** Opening Dataset block **

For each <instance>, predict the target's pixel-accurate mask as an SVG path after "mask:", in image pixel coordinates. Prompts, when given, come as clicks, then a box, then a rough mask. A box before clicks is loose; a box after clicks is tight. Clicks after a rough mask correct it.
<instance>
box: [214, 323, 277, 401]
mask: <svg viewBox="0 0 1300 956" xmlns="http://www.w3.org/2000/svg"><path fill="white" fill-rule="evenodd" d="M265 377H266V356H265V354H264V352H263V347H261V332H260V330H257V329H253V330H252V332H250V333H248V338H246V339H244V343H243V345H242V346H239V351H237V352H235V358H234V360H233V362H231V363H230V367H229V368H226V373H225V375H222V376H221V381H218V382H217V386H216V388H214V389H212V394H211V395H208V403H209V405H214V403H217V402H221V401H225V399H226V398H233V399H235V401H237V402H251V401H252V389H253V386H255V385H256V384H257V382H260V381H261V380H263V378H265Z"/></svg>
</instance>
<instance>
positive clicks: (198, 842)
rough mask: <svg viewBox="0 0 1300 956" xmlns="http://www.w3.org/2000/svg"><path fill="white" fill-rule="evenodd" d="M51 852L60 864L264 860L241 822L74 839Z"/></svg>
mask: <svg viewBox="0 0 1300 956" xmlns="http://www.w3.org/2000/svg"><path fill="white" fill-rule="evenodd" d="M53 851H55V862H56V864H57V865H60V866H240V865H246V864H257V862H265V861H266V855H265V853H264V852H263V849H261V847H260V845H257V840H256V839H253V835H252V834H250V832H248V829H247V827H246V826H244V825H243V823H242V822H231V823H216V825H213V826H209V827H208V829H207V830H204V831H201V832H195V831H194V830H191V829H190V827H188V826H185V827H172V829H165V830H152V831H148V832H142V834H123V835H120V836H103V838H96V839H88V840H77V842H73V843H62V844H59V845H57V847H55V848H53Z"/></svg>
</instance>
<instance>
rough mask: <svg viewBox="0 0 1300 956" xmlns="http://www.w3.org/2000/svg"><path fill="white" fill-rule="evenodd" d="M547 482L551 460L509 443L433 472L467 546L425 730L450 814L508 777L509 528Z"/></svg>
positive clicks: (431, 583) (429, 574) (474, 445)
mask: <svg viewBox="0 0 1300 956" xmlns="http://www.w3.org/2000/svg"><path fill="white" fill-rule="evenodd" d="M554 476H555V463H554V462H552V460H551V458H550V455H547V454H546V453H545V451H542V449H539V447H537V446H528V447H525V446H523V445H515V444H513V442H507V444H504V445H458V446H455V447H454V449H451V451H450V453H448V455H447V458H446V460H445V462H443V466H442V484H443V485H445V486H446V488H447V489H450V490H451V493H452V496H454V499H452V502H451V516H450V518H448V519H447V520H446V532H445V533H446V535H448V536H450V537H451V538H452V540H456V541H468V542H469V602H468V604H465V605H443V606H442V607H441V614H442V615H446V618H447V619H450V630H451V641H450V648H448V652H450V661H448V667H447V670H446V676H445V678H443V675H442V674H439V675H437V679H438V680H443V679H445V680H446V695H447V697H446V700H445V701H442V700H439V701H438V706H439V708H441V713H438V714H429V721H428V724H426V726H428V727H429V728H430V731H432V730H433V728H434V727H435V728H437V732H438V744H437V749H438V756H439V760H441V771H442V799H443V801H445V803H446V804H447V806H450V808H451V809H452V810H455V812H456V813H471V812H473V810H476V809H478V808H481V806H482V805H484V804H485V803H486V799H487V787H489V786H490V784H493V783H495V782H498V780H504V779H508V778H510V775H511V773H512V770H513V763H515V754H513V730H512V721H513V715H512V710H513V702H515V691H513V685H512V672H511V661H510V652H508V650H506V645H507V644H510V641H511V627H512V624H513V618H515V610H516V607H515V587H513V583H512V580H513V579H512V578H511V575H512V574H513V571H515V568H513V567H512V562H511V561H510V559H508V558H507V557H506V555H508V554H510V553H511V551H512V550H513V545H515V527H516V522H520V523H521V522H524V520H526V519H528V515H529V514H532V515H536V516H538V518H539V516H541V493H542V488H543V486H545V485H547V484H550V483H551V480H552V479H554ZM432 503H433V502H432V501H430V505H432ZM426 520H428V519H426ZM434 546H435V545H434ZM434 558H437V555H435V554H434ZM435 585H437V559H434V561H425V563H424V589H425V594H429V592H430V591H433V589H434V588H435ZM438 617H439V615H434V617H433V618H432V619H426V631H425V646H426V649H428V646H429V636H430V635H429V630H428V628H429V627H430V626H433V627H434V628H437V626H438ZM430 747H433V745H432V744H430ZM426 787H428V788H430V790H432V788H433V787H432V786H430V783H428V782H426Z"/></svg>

** Closing Dataset block **
** Opening Dataset block **

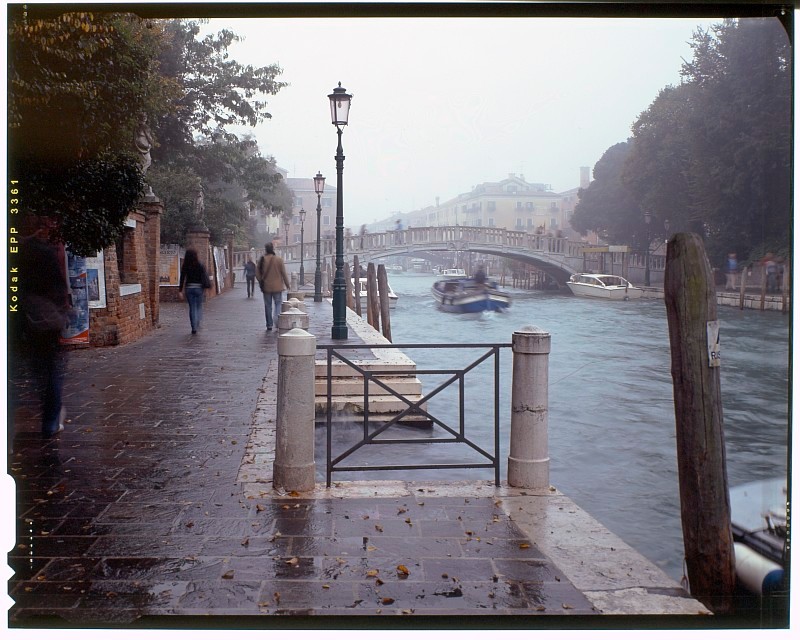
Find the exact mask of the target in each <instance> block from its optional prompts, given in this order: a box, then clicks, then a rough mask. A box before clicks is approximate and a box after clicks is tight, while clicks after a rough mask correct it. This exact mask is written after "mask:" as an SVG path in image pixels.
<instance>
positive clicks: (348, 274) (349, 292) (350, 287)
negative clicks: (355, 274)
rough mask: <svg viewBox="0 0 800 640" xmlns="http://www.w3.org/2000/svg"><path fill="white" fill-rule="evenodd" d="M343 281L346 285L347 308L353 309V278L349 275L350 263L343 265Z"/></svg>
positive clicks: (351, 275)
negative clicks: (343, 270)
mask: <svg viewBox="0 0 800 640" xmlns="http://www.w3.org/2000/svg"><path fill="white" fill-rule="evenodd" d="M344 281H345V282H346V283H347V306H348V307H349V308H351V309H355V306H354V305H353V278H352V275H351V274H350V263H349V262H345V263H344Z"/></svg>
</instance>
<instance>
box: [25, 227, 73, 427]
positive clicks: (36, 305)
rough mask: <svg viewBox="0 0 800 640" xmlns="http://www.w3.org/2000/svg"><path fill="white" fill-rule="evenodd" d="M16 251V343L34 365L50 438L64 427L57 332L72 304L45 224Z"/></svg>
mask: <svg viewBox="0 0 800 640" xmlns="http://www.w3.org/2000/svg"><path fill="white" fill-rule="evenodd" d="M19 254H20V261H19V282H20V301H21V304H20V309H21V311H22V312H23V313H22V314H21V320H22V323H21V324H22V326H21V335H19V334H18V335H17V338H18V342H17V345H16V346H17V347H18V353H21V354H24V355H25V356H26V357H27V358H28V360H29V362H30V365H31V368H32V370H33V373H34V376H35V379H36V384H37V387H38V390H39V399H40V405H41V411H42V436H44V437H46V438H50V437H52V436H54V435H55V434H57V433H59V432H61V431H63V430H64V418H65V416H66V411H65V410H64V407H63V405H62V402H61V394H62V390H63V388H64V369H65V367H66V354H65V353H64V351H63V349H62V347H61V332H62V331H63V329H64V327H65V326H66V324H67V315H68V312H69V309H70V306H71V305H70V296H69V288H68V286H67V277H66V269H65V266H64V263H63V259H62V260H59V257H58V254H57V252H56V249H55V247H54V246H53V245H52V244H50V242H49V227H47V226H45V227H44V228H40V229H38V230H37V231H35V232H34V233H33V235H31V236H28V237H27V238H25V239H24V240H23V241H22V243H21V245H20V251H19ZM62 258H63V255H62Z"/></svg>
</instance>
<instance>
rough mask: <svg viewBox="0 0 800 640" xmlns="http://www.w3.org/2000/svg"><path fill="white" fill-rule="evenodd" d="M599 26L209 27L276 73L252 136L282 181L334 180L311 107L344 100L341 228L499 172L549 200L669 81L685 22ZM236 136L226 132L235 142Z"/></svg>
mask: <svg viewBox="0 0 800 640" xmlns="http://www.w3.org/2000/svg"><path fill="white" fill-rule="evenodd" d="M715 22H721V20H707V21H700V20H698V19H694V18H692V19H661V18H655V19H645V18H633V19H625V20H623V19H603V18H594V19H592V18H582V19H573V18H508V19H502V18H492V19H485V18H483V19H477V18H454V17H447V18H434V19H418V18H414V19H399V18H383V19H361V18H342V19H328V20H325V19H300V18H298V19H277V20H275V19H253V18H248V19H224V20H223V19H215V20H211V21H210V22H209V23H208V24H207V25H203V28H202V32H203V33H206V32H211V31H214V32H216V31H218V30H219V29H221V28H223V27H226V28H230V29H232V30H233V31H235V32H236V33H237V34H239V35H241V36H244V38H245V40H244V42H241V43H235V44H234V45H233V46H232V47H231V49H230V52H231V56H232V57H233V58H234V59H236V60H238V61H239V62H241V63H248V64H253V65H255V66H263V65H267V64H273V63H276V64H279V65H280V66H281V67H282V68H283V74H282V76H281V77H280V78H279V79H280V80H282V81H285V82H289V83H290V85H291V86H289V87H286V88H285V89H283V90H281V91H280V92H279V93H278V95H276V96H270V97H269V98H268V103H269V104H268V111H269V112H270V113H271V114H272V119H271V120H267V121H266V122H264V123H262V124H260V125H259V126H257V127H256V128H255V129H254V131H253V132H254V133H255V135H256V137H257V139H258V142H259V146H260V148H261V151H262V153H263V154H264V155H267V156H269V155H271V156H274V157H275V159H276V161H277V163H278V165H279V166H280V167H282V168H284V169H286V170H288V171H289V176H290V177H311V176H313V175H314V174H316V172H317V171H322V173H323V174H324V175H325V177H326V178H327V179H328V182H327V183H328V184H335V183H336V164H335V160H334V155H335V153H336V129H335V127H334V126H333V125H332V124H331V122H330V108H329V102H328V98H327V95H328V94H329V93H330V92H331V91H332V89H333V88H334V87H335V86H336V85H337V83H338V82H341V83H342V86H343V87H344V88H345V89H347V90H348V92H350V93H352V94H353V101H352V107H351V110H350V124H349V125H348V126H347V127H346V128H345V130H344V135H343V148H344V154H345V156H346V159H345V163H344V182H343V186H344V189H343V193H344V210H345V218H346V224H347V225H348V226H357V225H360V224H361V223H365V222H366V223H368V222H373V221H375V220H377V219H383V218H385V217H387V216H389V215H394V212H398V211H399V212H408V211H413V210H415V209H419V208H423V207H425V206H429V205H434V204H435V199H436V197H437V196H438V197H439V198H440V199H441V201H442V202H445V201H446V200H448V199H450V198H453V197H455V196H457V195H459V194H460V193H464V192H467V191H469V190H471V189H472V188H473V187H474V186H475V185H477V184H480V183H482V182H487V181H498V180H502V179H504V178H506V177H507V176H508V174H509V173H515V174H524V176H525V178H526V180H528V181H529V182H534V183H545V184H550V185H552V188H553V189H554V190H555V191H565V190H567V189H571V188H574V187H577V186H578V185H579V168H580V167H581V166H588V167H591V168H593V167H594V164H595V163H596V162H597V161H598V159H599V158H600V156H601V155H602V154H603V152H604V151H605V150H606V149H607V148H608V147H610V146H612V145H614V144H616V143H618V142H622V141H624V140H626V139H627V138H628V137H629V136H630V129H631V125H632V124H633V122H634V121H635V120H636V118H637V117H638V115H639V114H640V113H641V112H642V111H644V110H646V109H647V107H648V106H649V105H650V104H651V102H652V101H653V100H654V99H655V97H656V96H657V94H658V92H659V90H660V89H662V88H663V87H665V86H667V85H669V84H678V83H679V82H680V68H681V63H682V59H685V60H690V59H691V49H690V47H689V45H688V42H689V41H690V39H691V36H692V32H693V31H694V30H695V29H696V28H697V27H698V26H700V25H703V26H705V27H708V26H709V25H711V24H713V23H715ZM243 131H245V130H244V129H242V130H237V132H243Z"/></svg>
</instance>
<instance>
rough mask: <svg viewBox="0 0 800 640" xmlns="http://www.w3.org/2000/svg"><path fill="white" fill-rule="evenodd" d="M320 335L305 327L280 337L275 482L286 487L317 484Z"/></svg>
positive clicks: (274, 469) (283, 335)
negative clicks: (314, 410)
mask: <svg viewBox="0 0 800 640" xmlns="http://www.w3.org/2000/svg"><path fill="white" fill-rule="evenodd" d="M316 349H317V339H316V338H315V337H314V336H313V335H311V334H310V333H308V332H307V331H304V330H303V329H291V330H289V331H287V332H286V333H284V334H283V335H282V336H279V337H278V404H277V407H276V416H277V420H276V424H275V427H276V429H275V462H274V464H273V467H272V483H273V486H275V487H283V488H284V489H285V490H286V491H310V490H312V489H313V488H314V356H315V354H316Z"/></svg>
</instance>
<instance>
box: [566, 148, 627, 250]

** Closing Dataset block **

Reproduce the lines of the data above verbatim, between the line holding "negative clicks: (314, 410)" and the line holding "box: [566, 148, 627, 250]", inclusive.

negative clicks: (314, 410)
mask: <svg viewBox="0 0 800 640" xmlns="http://www.w3.org/2000/svg"><path fill="white" fill-rule="evenodd" d="M316 349H317V339H316V338H315V337H314V336H313V335H311V334H310V333H308V332H307V331H304V330H303V329H291V330H289V331H287V332H286V333H284V334H283V335H282V336H279V337H278V404H277V407H276V416H277V420H276V424H275V427H276V429H275V462H274V464H273V467H272V483H273V486H275V487H283V488H284V489H285V490H286V491H310V490H312V489H313V488H314V356H315V354H316Z"/></svg>
</instance>
<instance>
box: [566, 148, 627, 250]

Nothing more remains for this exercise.